PROBLEM REQUIREMENTS: Reproduce the full listing below unchanged, apart from the pictures.

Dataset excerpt
>> start

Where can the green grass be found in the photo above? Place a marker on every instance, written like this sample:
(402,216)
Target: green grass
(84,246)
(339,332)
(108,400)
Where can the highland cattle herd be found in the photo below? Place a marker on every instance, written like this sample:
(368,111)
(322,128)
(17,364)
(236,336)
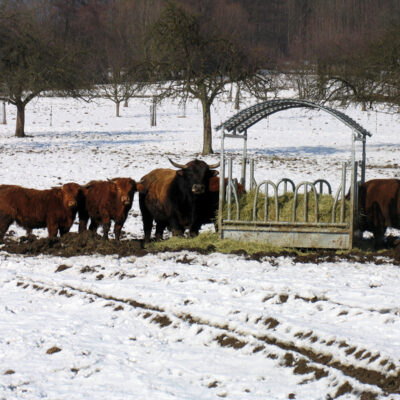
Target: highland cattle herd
(175,199)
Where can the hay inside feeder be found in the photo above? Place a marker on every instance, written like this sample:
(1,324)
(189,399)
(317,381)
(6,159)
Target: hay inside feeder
(285,208)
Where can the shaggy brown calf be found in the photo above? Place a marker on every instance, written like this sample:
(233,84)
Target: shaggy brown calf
(379,205)
(106,201)
(54,209)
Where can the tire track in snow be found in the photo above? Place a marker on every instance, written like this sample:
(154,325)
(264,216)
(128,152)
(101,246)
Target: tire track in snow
(301,353)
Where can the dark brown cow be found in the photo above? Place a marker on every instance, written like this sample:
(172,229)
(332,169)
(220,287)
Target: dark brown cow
(106,201)
(379,205)
(172,198)
(31,208)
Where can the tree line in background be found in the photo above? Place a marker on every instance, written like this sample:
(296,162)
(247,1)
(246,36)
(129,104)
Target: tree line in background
(336,50)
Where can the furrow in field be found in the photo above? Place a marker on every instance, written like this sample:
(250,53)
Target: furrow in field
(305,352)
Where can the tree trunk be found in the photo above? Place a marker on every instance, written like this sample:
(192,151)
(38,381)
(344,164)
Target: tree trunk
(20,128)
(207,134)
(4,113)
(237,98)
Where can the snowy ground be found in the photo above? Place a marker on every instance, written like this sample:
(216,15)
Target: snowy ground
(183,325)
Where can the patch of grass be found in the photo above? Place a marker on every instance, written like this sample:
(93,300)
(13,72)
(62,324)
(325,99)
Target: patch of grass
(209,241)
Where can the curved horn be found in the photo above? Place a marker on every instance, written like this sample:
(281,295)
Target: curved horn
(182,166)
(214,165)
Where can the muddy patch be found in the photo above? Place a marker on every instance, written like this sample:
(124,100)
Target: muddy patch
(74,244)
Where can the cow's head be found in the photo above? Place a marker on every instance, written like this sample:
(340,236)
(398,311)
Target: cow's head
(71,194)
(197,174)
(126,188)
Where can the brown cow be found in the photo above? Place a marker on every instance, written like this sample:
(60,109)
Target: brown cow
(31,208)
(172,198)
(379,205)
(106,201)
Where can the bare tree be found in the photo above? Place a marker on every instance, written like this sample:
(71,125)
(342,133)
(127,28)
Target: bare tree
(31,59)
(191,60)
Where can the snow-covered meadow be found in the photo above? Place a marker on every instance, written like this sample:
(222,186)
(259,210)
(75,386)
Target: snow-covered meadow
(184,325)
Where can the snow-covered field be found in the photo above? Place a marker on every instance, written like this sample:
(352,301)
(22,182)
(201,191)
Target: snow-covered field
(184,325)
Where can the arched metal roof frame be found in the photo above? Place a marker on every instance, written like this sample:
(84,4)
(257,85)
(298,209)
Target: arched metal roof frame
(248,117)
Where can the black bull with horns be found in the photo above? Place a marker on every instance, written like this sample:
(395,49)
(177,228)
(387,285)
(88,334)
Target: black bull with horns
(173,198)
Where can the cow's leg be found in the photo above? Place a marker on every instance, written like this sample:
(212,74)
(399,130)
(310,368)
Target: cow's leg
(176,228)
(63,230)
(83,220)
(5,222)
(379,236)
(106,227)
(93,225)
(378,224)
(52,229)
(147,219)
(117,229)
(194,229)
(160,226)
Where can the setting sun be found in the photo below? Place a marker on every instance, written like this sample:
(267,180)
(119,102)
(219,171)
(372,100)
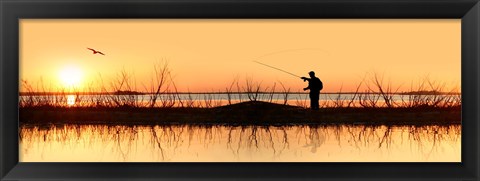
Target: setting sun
(70,76)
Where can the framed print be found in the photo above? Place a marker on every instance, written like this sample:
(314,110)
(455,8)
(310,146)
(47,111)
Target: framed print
(345,90)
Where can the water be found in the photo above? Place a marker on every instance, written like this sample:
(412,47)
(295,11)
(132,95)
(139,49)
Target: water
(182,143)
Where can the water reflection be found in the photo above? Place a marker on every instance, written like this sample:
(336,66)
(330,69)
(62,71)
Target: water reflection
(179,143)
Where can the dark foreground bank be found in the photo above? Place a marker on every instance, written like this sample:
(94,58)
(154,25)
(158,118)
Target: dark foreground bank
(246,113)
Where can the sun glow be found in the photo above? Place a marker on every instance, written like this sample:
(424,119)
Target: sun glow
(70,77)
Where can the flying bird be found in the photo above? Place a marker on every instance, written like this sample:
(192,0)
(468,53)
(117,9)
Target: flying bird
(95,51)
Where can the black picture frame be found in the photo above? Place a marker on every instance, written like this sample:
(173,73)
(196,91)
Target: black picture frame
(13,10)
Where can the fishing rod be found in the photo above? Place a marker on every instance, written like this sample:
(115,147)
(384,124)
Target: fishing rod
(276,68)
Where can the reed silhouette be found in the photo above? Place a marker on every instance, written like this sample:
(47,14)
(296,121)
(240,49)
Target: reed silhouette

>> end

FINAL RESULT:
Where can the green grass be found in the photo above? Place a marker on every instance, written like this sample:
(402,216)
Target: green grass
(84,246)
(339,332)
(108,400)
Where can the highland cattle herd be found in the photo below? Place a marker on every instance, written like this sample:
(368,111)
(322,128)
(17,364)
(236,336)
Target: highland cattle herd
(175,199)
Where can the hay inside feeder be found in the photo above? Place a marker on every instance, written like this sample:
(1,324)
(189,399)
(317,381)
(6,159)
Target: hay inside feeder
(285,208)
Where can the shaggy brown calf be found in the photo above? Place a marker on every instance, written like this sample:
(233,84)
Target: shaggy brown calf
(379,205)
(106,201)
(54,209)
Where can the tire track in snow be found in the photo above? Place a marker on every instance, written like this sample:
(154,325)
(264,216)
(128,152)
(101,246)
Target: tire track in snow
(301,353)
Where can the dark brown cow be found in the photo above? Place a marker on every instance, written like this sample:
(172,229)
(332,169)
(220,287)
Target: dark brown cow
(106,201)
(379,205)
(172,198)
(31,208)
Where can the tree line in background be found in the photo above? Place a marker on every instance, written like this sample:
(296,162)
(247,1)
(246,36)
(129,104)
Target: tree line in background
(336,50)
Where can the furrow in field be found in the photo above? Place a marker on every instance, written like this sample:
(250,53)
Target: furrow in field
(305,352)
Where can the tree trunk be found in the photo above? Place a marker on every instance, written like this sample:
(192,151)
(38,381)
(344,164)
Target: tree trunk
(20,128)
(207,134)
(4,113)
(237,98)
Where can the snowy ground be found in the photo above? Place a marker on every instance, written like this sample:
(216,15)
Target: snowy ground
(183,325)
Where can the patch of grass be found in the photo above? Place a marker on every instance, written like this sample:
(93,300)
(13,72)
(62,324)
(325,99)
Target: patch of grass
(209,241)
Where can the curved horn be found in the photo above? Place a marker on every instance, written like this sample:
(281,295)
Target: curved horn
(182,166)
(214,165)
Where can the muddy patch be found in the photo above? Place a marker on every instance, written like this sample:
(124,100)
Target: muddy patch
(74,244)
Where can the cow's head be found in the photo above? Place a marker on every instance, written like this sample:
(340,236)
(398,311)
Target: cow's head
(71,194)
(197,174)
(126,188)
Where can the brown cow be found in the photo above? Place a marker on every instance, written like this sample:
(60,109)
Target: brown cow
(31,208)
(172,198)
(379,205)
(106,201)
Where can the bare tree be found in the photo above? Place a marker on every instance, written like this sample:
(71,125)
(342,133)
(127,28)
Target: bare tree
(31,59)
(191,60)
Where can the snow-covered meadow be found in the photo above? Place a marker on every instance, written like this sample:
(222,186)
(259,210)
(75,386)
Target: snow-covered meadow
(184,325)
Where can the snow-covered field be found in the photo above? Place a marker on every instance, written like this sample:
(352,301)
(22,182)
(201,191)
Target: snow-covered field
(184,325)
Where can the arched metal roof frame be found in the photo above? Place a marker on every instance, written like this sample:
(84,4)
(257,85)
(298,209)
Target: arched metal roof frame
(248,117)
Where can the black bull with horns be found in the photo above? Place a marker on every instance, written like this sample:
(395,49)
(177,228)
(387,285)
(88,334)
Target: black bull with horns
(173,198)
Where can the cow's leg be found in the photo above? Place a marker on every instance, written like this sample:
(212,74)
(399,130)
(310,368)
Target: cow's leg
(176,228)
(63,230)
(83,220)
(5,222)
(379,236)
(106,227)
(93,225)
(378,224)
(52,229)
(147,219)
(117,229)
(194,229)
(160,226)
Where can the setting sun be found in the photo below? Place a marker on every instance, written like this sample:
(267,180)
(119,102)
(219,171)
(372,100)
Target: setting sun
(70,76)
Where can the framed print be found in the photo above? Place a marker on every instance, written like this sample:
(314,110)
(455,8)
(310,146)
(47,111)
Target: framed print
(345,90)
Where can the water be found in the photo above? Place a marker on every instance, written like this sample:
(412,47)
(295,11)
(132,95)
(139,49)
Target: water
(182,143)
Where can the water reflection be found in the photo above? Place a marker on every instance, written like this sample:
(336,66)
(330,69)
(62,71)
Target: water reflection
(179,143)
Where can the dark foreground bank be found in the photo above? Place a marker on every instance, written like this sample:
(94,58)
(154,25)
(158,118)
Target: dark foreground bank
(246,113)
Where can the sun glow be found in the photo above? Place a marker on every instance, written like this sample:
(424,119)
Target: sun glow
(70,77)
Where can the flying bird be found in the photo above? Place a marker on every instance, written like this sample:
(192,0)
(468,53)
(117,9)
Target: flying bird
(95,51)
Where can the black picture frame be found in the photo above? Place a marker on every instance, written like this sample:
(173,73)
(196,91)
Target: black picture frame
(13,10)
Where can the fishing rod be found in the photo above? Place a marker on every instance, written like this sample:
(115,147)
(384,124)
Target: fishing rod
(276,68)
Where can the reed silhouette be found in the photo above? Place a marker on every instance, written like this sample:
(47,14)
(296,121)
(240,49)
Target: reed silhouette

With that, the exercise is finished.